* **Directive**
Write out the lines below again, requests included, from the line containing "FIND blue shirt sleeve" through the line containing "top-left (800, 83), bottom-right (1039, 183)", adding 35 to every coordinate in the answers. Include both end lines and nothing outside that span.

===== Exercise input

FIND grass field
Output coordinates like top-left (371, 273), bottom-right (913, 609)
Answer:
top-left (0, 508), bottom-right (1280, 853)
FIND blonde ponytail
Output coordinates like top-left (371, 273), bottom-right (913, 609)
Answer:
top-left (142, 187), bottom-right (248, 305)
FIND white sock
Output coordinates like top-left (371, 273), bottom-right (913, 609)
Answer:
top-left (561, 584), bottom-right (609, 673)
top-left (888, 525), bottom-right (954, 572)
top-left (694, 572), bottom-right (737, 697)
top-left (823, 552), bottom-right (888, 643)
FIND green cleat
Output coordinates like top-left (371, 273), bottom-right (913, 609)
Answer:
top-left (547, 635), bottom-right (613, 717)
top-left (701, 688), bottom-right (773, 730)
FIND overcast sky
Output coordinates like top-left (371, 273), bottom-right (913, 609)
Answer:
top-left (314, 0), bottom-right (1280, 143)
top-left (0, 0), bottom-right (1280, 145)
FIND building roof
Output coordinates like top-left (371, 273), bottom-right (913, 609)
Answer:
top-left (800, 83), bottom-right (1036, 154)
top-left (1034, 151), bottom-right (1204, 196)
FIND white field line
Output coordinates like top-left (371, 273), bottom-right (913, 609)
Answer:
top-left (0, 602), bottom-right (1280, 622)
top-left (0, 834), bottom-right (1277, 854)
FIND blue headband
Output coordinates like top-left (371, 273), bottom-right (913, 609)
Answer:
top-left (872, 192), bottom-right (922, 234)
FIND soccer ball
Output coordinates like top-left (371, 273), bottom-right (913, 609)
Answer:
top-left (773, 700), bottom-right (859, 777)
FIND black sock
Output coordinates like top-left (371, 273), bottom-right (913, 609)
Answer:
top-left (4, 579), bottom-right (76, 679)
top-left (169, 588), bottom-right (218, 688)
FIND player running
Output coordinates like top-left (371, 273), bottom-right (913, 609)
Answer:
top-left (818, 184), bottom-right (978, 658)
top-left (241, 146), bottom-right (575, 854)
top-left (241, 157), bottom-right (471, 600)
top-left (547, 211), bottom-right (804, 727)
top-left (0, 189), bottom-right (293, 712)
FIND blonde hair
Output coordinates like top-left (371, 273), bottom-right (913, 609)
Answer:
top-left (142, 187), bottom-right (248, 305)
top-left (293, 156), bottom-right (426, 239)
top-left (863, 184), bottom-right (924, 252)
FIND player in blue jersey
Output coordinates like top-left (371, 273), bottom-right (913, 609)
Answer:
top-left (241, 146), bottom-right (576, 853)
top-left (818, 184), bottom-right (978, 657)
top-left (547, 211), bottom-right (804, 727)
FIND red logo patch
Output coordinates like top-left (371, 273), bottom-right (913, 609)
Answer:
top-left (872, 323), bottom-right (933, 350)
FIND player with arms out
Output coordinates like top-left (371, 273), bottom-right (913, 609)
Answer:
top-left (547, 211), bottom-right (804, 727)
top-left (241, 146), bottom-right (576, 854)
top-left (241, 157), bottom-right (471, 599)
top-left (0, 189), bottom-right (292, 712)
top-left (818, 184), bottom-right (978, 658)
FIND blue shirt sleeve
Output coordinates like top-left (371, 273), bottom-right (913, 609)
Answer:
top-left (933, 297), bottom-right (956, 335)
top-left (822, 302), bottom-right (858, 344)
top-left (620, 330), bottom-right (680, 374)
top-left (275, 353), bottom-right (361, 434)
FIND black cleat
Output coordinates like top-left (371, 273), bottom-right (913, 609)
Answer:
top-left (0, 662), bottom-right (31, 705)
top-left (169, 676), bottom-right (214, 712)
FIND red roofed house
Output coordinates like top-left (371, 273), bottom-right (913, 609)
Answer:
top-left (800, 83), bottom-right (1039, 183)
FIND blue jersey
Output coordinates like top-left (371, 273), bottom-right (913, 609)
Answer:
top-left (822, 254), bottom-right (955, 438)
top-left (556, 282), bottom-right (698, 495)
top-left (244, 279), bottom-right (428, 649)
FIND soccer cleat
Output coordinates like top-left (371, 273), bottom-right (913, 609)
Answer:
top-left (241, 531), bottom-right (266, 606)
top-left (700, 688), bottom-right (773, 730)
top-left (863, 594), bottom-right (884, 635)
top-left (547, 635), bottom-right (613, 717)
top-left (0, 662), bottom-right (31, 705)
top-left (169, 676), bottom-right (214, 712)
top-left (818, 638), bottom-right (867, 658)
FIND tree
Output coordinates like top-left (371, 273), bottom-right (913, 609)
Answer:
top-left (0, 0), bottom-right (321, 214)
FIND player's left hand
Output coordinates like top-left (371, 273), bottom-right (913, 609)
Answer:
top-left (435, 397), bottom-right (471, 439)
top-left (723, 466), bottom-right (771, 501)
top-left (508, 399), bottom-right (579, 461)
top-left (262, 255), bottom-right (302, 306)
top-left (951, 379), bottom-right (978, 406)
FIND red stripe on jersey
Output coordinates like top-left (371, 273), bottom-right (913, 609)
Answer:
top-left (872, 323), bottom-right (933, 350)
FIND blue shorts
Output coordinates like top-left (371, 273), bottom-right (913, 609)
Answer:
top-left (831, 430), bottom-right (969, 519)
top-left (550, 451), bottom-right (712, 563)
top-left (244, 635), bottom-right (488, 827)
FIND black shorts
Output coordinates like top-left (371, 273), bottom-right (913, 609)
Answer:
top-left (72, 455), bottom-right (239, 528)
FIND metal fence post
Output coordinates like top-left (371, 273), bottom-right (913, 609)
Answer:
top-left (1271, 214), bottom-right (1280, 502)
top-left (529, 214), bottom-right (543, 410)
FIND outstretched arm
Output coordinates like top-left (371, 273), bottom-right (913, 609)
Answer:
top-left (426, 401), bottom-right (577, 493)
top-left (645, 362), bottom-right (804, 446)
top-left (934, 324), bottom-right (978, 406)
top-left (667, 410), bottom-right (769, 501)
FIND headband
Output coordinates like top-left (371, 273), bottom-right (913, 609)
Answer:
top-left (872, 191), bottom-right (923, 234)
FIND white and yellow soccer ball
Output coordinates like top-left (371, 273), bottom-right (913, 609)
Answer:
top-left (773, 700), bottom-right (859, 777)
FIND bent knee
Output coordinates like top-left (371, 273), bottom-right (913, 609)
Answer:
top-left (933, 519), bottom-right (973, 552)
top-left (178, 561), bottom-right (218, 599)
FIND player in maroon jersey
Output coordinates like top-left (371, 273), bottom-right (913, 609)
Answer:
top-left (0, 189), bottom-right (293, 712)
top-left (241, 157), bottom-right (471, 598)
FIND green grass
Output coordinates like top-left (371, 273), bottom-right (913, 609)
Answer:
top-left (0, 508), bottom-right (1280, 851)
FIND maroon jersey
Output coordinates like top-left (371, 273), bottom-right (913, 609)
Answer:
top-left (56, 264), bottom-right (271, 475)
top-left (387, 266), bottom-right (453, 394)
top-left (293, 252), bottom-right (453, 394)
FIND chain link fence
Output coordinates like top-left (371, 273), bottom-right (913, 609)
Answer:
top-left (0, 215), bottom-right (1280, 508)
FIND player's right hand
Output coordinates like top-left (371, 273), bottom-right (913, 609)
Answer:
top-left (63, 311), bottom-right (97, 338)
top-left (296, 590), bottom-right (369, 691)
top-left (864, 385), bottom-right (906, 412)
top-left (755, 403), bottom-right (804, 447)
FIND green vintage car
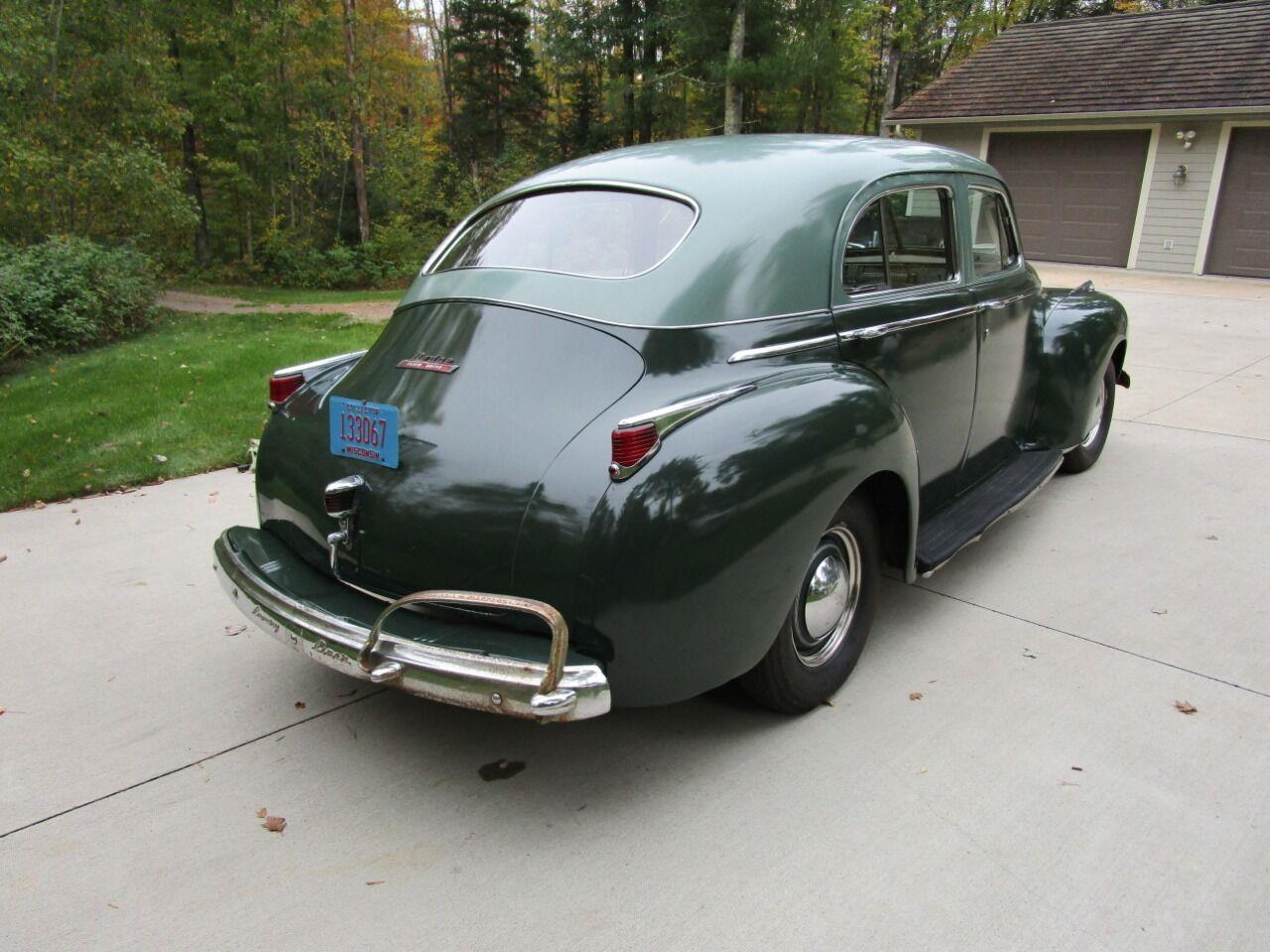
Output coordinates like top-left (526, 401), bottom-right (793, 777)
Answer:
top-left (216, 136), bottom-right (1129, 721)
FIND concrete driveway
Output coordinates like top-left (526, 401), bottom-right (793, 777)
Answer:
top-left (0, 266), bottom-right (1270, 952)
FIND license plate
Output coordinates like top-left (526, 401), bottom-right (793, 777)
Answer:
top-left (330, 398), bottom-right (398, 470)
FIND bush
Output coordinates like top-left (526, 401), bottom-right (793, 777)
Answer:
top-left (0, 237), bottom-right (159, 361)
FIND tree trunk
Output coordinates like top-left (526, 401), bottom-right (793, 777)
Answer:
top-left (877, 4), bottom-right (903, 136)
top-left (618, 0), bottom-right (635, 146)
top-left (343, 0), bottom-right (371, 244)
top-left (639, 0), bottom-right (659, 142)
top-left (722, 0), bottom-right (745, 136)
top-left (168, 31), bottom-right (212, 268)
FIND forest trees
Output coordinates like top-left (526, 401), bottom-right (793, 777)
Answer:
top-left (0, 0), bottom-right (1192, 282)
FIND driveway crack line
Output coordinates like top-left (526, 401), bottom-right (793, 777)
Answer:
top-left (1135, 354), bottom-right (1266, 418)
top-left (1116, 418), bottom-right (1270, 443)
top-left (917, 585), bottom-right (1270, 698)
top-left (0, 688), bottom-right (387, 839)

==========

* **Exercise output**
FIND blue shirt sleeve
Output coordinates like top-left (371, 273), bottom-right (913, 609)
Answer:
top-left (968, 332), bottom-right (991, 370)
top-left (857, 337), bottom-right (893, 379)
top-left (655, 365), bottom-right (715, 409)
top-left (310, 388), bottom-right (396, 469)
FIND black cleat
Output coordinates like top-left (371, 273), bottom-right (913, 609)
Answer:
top-left (35, 697), bottom-right (66, 740)
top-left (204, 711), bottom-right (249, 747)
FIND red roofed house
Output coordinates like top-left (371, 273), bottom-right (913, 609)
Answer:
top-left (835, 118), bottom-right (1074, 218)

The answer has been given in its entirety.